◆ **What is being asked**
According to the summary of seat vibration research, how did the median resonance frequency in the apparent mass change as a rigid backrest was reclined to 30 degrees?

◆ **Text block**
Factors affecting the dynamic response of the body and the vibration transmitted through seats
Factors affecting the dynamic response of the body and the vibration transmitted through seats
The vibration transmitted through a seat is influenced by the dynamics of the seat and the
dynamics of the occupant. The principal objective of this thesis is to understand how the dynamics
of the body and factors affecting the dynamics of the body influence the vibration transmitted
through seats. Previous studies have shown that the apparent mass of the body and seat
transmissibility are affected by the seating environment (e.g. vibration input spectra, backrest,
hands position, foot position) and variability between people (i.e. physical characteristics), but
these effects have not previously been systematically explored for realistic seating conditions.
The apparent masses of 12 subjects were measured during exposure to random vertical vibration
(from 0.125 to 40 Hz) to investigate the effects of the seat backrest, the footrest and steering
wheel, and input spectra. In a rigid seat with no backrest, there were resonances in the apparent
mass of the body around 5 and 10 Hz (with 1.0 ms-2 r.m.s broadband vibration). In the same seat
with a rigid backrest, the median resonance frequency in the apparent mass increased from 5.47 to
6.35 Hz as the backrest was reclined to 30 degrees in 5 degrees increments; with a 100-mm foam
backrest, the median resonance frequency decreased from 5.18 to 4.49 Hz as the backrest was
reclined to 30 degrees. When subjects held a steering wheel, the mass supported on the seat
surface decreased and there was an additional resonance at 4 Hz in the apparent mass. Moving
the steering wheel away from the body reduced the apparent mass at resonance and increased the
apparent mass around the 4 Hz resonance. As the feet moved forward, the mass supported on the
seat surface increased, indicating that the backrest and footrest supported a lesser proportion of
the subject weight. Applying force (0, 50, 100, 150, 200 N) to either the steering wheel or the
footrest reduced the apparent mass at resonance and decreased the mass supported on the seat
surface. Narrowband inputs at ½-octave intervals (from 1 to 16 Hz) presented at five magnitudes
(0.25, 0.4, 0.63, 1.0 and 1.6 ms-2 r.m.s.) showed that the extent of nonlinearity previously observed
with broadband vibration was frequency-dependent: the magnitude of vibration at frequencies less
than 4 Hz had the greatest effect on the apparent mass at resonance, while vibration at
frequencies less than 8 Hz had the greatest effect on the resonance frequency.

Location identification entries
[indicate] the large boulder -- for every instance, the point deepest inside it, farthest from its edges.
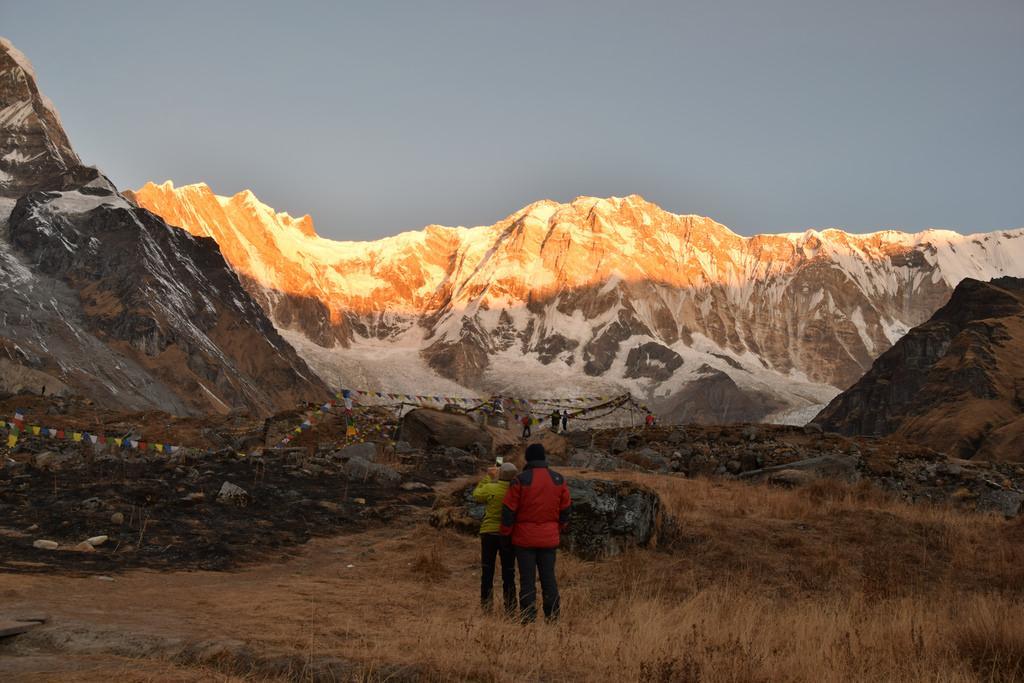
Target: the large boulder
(607, 517)
(844, 468)
(425, 428)
(556, 446)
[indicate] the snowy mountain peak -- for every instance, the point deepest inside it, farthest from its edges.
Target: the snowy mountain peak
(597, 292)
(34, 147)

◆ **In response**
It increased from 5.47 to 6.35 Hz.